From the entries below, gather every line containing the string "counts".

Data records:
+ + + + +
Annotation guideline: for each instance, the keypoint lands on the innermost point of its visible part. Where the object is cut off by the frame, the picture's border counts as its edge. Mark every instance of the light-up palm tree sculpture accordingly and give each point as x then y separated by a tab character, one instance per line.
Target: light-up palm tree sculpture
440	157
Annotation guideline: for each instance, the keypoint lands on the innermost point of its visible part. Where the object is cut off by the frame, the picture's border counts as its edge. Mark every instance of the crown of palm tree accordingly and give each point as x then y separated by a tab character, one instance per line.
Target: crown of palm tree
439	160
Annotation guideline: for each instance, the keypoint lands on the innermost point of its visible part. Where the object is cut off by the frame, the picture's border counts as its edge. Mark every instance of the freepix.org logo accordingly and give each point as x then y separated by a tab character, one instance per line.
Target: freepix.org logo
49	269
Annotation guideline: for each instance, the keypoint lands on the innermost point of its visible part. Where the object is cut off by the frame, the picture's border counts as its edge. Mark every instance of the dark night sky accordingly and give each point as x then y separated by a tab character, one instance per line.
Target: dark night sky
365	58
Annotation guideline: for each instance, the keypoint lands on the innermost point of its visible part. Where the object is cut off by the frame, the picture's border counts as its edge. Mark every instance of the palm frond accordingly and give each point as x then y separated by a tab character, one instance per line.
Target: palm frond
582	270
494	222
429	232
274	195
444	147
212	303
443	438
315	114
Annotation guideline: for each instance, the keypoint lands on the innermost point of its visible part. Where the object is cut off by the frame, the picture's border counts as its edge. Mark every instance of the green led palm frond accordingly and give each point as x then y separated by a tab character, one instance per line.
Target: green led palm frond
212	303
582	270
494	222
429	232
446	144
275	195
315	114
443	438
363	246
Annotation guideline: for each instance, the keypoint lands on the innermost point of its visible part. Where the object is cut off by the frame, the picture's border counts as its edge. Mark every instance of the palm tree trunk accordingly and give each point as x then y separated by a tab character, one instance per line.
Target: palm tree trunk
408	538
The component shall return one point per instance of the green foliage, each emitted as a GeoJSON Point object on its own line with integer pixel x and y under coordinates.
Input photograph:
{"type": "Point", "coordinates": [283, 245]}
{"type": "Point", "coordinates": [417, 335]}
+ + + + +
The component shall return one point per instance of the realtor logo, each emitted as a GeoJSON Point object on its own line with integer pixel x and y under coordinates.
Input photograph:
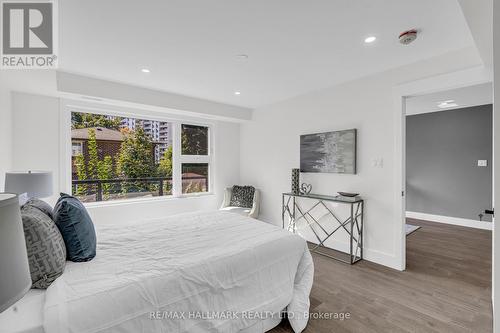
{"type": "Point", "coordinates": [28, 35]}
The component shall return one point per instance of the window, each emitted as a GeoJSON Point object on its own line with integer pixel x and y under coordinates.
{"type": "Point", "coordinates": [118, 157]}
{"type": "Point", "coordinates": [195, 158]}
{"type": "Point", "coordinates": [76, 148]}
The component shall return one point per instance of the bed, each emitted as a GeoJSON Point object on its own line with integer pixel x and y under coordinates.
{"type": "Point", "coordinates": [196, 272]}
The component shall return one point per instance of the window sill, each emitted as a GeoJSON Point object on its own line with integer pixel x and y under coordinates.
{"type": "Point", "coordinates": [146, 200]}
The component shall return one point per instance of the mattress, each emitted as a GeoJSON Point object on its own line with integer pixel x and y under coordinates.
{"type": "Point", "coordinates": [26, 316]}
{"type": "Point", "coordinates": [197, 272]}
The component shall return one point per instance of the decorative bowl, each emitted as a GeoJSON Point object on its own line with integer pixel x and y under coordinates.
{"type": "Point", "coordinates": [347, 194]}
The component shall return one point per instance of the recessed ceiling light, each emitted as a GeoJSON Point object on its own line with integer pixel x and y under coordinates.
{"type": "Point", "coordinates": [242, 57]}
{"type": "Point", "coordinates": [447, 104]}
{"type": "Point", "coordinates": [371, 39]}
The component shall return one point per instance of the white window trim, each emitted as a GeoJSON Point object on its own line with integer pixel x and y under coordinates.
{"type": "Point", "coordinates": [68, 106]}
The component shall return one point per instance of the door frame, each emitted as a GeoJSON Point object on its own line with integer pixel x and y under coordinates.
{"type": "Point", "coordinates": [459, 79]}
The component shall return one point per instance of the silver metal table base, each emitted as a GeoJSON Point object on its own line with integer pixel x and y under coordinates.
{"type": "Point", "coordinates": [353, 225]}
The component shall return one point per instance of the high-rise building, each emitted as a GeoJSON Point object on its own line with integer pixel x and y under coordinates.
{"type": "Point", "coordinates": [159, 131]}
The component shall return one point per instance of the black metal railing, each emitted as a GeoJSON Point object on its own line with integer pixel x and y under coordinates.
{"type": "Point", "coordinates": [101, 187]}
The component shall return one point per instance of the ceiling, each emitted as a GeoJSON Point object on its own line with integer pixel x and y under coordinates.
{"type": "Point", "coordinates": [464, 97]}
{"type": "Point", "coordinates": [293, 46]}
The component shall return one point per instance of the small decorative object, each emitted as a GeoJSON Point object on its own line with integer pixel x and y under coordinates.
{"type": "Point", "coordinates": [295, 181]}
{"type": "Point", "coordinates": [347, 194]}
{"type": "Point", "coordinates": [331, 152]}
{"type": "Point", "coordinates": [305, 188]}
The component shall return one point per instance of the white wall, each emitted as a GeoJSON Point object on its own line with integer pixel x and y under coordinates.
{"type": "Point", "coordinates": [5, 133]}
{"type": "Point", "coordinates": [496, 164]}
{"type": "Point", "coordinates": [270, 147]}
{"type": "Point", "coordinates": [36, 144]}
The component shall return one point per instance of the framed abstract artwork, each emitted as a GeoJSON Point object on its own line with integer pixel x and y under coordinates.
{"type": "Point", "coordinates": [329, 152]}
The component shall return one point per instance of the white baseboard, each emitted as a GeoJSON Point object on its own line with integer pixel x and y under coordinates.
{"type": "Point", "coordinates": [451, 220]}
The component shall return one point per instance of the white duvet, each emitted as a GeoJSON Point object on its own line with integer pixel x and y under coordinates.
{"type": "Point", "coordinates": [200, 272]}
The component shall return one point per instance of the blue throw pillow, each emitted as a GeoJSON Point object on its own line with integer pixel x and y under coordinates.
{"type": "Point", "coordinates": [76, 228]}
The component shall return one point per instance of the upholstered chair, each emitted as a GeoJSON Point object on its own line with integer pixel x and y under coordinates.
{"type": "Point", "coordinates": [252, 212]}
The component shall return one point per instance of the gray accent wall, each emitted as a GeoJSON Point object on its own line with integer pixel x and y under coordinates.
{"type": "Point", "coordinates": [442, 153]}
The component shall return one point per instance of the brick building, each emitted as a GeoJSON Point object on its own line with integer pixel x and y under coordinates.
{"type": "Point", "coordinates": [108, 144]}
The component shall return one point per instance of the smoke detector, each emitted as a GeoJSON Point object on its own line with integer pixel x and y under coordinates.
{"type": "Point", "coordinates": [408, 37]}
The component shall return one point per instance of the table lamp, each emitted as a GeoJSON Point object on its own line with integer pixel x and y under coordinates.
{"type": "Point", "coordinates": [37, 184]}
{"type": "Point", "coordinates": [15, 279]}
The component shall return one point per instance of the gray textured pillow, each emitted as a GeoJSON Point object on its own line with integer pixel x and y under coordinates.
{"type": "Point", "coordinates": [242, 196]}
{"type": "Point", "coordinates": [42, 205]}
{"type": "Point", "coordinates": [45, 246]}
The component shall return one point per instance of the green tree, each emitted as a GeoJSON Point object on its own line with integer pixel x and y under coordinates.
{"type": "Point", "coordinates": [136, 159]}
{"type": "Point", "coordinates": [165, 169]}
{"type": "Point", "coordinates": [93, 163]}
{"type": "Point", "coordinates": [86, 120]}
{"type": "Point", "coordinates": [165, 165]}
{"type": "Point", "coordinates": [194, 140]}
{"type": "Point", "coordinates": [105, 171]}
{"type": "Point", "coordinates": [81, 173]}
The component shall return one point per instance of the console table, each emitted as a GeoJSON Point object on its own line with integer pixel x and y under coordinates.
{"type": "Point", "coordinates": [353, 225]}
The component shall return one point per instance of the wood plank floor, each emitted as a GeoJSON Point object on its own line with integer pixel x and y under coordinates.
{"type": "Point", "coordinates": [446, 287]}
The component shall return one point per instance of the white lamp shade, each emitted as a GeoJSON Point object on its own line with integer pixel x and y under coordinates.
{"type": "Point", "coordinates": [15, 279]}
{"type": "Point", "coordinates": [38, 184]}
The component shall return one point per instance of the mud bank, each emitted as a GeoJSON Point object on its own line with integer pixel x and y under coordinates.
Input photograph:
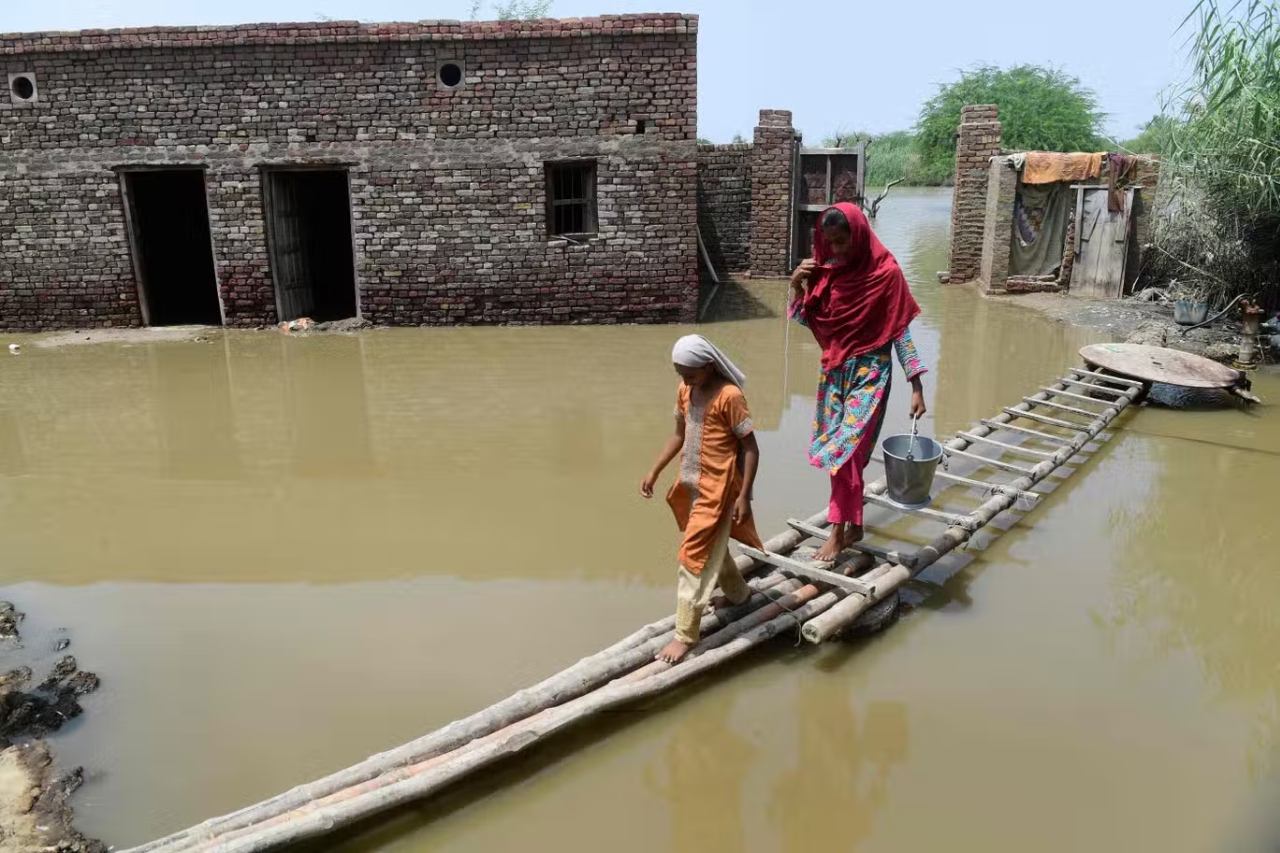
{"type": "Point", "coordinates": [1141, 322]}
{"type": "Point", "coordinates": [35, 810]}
+ + + + +
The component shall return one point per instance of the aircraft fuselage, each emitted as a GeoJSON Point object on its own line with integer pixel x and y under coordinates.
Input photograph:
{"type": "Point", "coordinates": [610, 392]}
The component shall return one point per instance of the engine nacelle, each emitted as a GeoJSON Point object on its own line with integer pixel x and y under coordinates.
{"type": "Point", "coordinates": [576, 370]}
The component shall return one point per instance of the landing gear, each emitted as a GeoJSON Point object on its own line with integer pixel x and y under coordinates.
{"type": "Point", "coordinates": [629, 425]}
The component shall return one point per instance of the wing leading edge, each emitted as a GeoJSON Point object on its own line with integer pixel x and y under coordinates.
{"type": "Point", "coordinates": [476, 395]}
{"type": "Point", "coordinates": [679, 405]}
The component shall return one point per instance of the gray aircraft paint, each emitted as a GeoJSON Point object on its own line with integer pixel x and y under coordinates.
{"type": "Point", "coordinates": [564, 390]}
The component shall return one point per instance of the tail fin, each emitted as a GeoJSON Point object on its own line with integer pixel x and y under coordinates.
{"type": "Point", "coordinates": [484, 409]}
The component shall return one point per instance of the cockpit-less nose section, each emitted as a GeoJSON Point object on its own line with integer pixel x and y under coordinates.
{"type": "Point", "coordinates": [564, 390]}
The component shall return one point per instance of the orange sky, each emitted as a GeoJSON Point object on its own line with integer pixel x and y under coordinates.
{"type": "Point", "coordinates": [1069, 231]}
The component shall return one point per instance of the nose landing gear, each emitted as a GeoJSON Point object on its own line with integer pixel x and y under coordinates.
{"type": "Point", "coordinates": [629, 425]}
+ + + + +
▶ _Reply_
Annotation guideline: for each instance, the keypoint lands on the innermost point of its visible part. Where the object is cut off by the frame, the picture's border counts as its edge. Mark every instance of the light-up palm tree sculpture accordingly and give each point as x then y separated by a tab character, one instance per line.
Annotation guideline: for each instance, the keypoint lands on the innermost point of its visible part. Where the object is cut off by the frame, the picture's border counts as its edge. Mark every instance of the crown of palm tree accordingly and give each point as x then y separated by a tab character, one instance per line.
Annotation guideline: for each instance, the keypoint lands on the innermost point of its visible part. Where the object is cut off by the frame, the picture's border counts as its edge. Mark every instance of the freepix.org logo accordingly and give each point as x then y separated by a tab character, one instance per line.
Annotation guideline: for each instance, the keypoint lands on the innermost point of its visible part. Where the object is cut off by the frame, the picture's border counts as its edge. Mark every instance of the dark night sky accordingly and give each point as x then y separated by a tab character, one instance per line.
Annotation guideline: for each instance, the keypoint lands on the innermost point of its visible part. Where the object is cut off by the frame, the picture's border counts as its edge. Mark every instance of the palm frond accordingly and give each point as x then y separated by a tab character, one instance per line.
Annotation guideline: for each instance, the keypoint lands on the innermost point of its visible part. Where the object is cut off by the frame, the picture's border counts as its edge. Mark every instance of the green led palm frond accordingly and give each point as x then y separated by a tab character, one instance per line.
Annotation guideline: for each instance, the keypoint lands on the innermost point of its visible part. Where the object is cut off by the frame, the picture's border counts as its edge. Mark every instance of the palm tree trunk accordingly and give each point as x then y separated by a tab character, one instance per line.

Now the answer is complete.